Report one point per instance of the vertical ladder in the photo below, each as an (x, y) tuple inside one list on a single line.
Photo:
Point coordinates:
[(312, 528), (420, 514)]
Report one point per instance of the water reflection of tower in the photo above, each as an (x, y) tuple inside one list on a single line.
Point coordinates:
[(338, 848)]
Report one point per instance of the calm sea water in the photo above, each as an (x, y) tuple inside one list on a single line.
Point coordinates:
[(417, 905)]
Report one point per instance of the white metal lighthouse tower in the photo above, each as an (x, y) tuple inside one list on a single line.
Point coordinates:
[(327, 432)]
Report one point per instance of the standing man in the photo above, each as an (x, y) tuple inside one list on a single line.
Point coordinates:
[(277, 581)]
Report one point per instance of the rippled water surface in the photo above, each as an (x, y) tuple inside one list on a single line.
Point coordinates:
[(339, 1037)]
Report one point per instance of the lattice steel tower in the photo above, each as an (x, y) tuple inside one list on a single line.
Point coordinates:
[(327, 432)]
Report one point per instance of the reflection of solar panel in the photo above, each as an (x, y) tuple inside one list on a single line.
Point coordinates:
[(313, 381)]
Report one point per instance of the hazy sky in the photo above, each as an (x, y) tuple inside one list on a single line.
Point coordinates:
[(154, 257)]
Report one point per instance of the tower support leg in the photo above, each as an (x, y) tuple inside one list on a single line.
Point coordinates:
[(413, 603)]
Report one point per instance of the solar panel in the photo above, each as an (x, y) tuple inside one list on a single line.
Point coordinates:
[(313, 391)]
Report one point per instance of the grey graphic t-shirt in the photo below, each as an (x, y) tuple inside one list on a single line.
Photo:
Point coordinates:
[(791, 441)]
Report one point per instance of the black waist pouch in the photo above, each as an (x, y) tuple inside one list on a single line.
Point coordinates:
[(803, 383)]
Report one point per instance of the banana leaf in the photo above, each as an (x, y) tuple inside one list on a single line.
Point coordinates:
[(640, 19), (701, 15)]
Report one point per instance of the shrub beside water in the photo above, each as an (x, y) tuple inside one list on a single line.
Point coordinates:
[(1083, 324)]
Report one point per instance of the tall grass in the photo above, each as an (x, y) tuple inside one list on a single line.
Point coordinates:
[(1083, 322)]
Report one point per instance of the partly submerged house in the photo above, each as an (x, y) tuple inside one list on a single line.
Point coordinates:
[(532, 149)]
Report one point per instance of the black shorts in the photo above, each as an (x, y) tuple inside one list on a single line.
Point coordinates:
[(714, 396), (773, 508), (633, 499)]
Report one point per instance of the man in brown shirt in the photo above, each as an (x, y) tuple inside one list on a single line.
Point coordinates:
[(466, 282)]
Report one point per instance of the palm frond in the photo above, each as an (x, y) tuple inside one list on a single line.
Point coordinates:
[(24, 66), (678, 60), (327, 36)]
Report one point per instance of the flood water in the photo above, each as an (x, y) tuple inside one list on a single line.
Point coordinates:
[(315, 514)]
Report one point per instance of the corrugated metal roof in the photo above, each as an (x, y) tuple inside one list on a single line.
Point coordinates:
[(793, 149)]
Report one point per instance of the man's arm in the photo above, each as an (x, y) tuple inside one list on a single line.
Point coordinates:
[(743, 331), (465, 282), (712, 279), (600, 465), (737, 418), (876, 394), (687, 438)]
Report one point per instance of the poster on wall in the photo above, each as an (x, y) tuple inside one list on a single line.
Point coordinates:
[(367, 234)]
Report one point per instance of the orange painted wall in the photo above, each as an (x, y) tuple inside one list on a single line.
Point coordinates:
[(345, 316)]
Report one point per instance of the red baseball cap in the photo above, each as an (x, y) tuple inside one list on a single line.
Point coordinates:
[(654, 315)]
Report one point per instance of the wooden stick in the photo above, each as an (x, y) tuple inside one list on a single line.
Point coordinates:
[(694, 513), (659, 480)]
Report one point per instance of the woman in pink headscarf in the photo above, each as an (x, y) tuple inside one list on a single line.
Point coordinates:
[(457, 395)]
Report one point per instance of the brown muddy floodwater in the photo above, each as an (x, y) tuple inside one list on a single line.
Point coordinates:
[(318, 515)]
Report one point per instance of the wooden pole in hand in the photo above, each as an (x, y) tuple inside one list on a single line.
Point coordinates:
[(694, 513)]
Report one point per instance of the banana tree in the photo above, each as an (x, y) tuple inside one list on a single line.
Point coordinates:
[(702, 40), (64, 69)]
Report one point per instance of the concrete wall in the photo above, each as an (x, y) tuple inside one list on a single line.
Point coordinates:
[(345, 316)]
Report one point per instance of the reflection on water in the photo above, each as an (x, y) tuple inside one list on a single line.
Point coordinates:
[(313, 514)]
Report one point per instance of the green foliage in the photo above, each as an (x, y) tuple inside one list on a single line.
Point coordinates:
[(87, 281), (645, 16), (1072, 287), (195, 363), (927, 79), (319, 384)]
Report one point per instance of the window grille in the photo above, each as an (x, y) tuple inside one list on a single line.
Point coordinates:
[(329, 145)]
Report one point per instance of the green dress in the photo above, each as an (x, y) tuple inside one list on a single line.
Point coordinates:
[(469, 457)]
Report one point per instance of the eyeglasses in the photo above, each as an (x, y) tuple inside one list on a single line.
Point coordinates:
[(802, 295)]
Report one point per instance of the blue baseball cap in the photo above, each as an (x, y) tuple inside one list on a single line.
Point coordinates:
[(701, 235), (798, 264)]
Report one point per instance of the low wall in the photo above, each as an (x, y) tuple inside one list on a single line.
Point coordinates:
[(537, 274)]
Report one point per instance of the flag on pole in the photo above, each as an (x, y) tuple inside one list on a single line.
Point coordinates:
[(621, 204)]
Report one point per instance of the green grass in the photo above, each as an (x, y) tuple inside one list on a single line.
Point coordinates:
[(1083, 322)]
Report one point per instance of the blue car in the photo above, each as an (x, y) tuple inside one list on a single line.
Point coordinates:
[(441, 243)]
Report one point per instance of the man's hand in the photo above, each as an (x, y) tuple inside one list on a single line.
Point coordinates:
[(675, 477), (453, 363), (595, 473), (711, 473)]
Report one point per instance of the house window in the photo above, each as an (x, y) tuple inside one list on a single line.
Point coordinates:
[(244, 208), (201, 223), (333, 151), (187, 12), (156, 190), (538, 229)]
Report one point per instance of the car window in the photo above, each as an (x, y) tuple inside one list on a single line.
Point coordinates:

★ ★ ★ ★ ★ ★ ★

What you will do - Copy out the whole listing exactly; please set it all down.

Answer in full -
Report one point per instance of the vertical ladder in the photo below, each as an (x, y) tuple inside one list on a single line.
Photo:
Point coordinates:
[(312, 528), (420, 514)]
Report one point per instance of the water reflection of tower in the photo above, each as an (x, y) tuple inside one list on a single line.
Point coordinates:
[(338, 848)]
Report one point per instance of the calm sea water in the photo above, each as an (x, y) tuple inside one list on a single line.
Point coordinates:
[(417, 905)]
Report one point per instance of the white metal lighthouse tower in the photo above, each as an (x, y) tuple inside one list on a single line.
Point coordinates:
[(327, 432)]
Report one point per instance of the standing man in the photo above, each as an (x, y) tuple inside one list on a single line.
Point coordinates:
[(277, 581)]
Report one point per instance of the rippled water surface in the photo above, each as an (x, y) tuple inside one list on a single line.
Point coordinates:
[(339, 1037)]
Report one point per instance of the lattice steel tower in the photo above, each as an (x, y) tuple inside one list on a single line.
Point coordinates:
[(327, 432)]
Report one point per instance of the reflection of solar panel in the photo above, each as an (x, y) tuple inside one list on a single line.
Point coordinates:
[(313, 381)]
Report one point per instance of the hazy sky in the photo above, each as an (x, y) tuple inside one list on a single line.
Point coordinates:
[(154, 257)]
Report one point per instance of the tower support leg in the photo above, each as an (x, y) tuple inside one list on a single line.
Point coordinates:
[(413, 603)]
Report one point per instance of the solar panel in the photo above, each as an (x, y) tuple inside one list on a single line.
Point coordinates:
[(313, 391)]
Report one point per instance of the grey graphic t-shirt in the photo below, each as an (x, y) tuple inside one list on a single line.
Photo:
Point coordinates:
[(791, 441)]
Report one point per instance of the black waist pouch in the photo above, each as an (x, y) tuple inside one list on a single line.
Point coordinates:
[(803, 383)]
Report one point per instance of the banana leaf in the photo above, each as an (x, y) tuple inside one list on a single line.
Point coordinates:
[(640, 19), (701, 15)]
Report one point per instance of the shrub beside water in the photo above, each as an (x, y) tuple inside one list on a single line.
Point coordinates:
[(1083, 324)]
Report one point per instance of the tall grass in the photo above, each as an (x, y) tuple inside one list on a single line.
Point coordinates:
[(1083, 322)]
Report one point per instance of the partly submerged house in the photo above, each as an (x, y) tuple inside one list on a single line.
Point coordinates:
[(532, 149)]
Report one point per instance of the black shorts in the photo above, each as an (x, y) tuple inside one list on a single line.
Point coordinates:
[(714, 396), (773, 508), (633, 499)]
Report one point per instance of the man in brown shirt in the photo above, each as an (x, y) tuple inside one list on a single line.
Point coordinates:
[(466, 282)]
Report one point per instance of the palm frond in the photo above, each as an (x, y) tuple inside one list on a single line.
Point coordinates:
[(24, 66), (678, 60), (327, 36)]
Report one point per instance of the flood water in the photo above, each as an (x, y) tuple inside one list on a single line.
Point coordinates:
[(315, 514)]
Report one point per instance of the corrugated metal roof in the photo above, each as an (x, y) tuple inside one list on a single line.
Point coordinates:
[(793, 149)]
Report one point per instance of the man's arm in the photo above, each as an (x, y) tuple inside one list on a single line.
Point coordinates:
[(743, 331), (465, 282), (712, 279), (600, 465), (737, 418), (876, 394), (687, 438)]
Report one point per instance of the poster on wall in the photo above, each as an (x, y) tuple inside one list on a single line.
Point coordinates:
[(367, 234)]
Report one point per instance of the orange painted wall in the photo above, each as an (x, y) tuple inside one list on a single line.
Point coordinates:
[(345, 316)]
Report one point per instance of the red baseball cap in the photo above, each as an (x, y) tuple inside one list on a single line.
Point coordinates:
[(654, 315)]
Report one point per instance of the wooden stick in the photo above, each as an (x, y) tuple inside one list on a single line.
Point coordinates:
[(694, 513), (659, 480)]
Report one point per instance of the woman in pink headscarf in the photo above, each as an (x, y) tuple inside one list on a single line.
Point coordinates:
[(457, 395)]
Report one point per instance of the brown muddy floodwater in the photo above, each as an (x, y) tuple inside one list on a single line.
Point coordinates:
[(318, 515)]
Report one point per instance of the wooden pole in hand in the photo above, each as an (x, y) tuple inside one list on a single line.
Point coordinates:
[(694, 513)]
Report one point per instance of the banana tree in the photo above, each as an (x, y) tuple inside one list on a single line.
Point coordinates:
[(702, 40), (64, 69)]
Report one point per instance of the concrete wall in the photo above, each as an (x, y) tuple inside one list on a single line.
Point coordinates:
[(345, 316)]
Report one point per instance of the reflection on water in the photo above, each as an (x, y) tuple inside one list on a single line.
Point coordinates:
[(313, 514)]
Report one point per instance of the green foliage in the photo above, each as an (x, y) tuple inside one list on a single line.
Point coordinates:
[(87, 281), (645, 16), (1072, 287), (195, 363), (927, 79), (319, 384)]
Report one point per instance of the window grille in the photo above, each as an (x, y) tuple inside one list on a single line.
Point coordinates:
[(329, 145)]
Report one point per instance of the green dress in the photo above, each as an (x, y) tuple inside one list on a single line.
Point coordinates:
[(469, 457)]
Report one point per instance of the eyeglasses in the photo above, each as an (x, y) tuple inside one list on a single line.
Point coordinates:
[(802, 295)]
Report one point per instance of the blue baseball cap in the photo above, each as an (x, y) tuple inside one list on a single line.
Point coordinates:
[(701, 235), (798, 264)]
Report one point per instance of the low wall in the photo above, each as an (x, y) tuple inside one list on a single line.
Point coordinates:
[(537, 274)]
Report one point per instance of the flag on pole in the photo above, each as an (x, y) tuple inside one list on a single line.
Point coordinates:
[(621, 204)]
Report one point per instance of the green grass in the photo above, each as an (x, y) tuple inside one list on a single line.
Point coordinates:
[(1083, 322)]
Report one point per instance of the blue car in the photo above, each as an (x, y) tuple inside one list on a single line.
Point coordinates:
[(441, 243)]
Report one point per instance of the man's hand in the photo above, each as an (x, y) tuple inside one list on a single line.
Point coordinates:
[(675, 477), (453, 363), (595, 473), (711, 473)]
Report one point per instance of the house window in the photo above, each as an (x, y) tuple inside one list on a single line.
Point coordinates:
[(244, 208), (201, 223), (333, 151), (187, 12), (156, 190), (538, 229)]
Report one point per instance of the car window in the photo above, each as an (x, y) tuple inside one list on a single line.
Point coordinates:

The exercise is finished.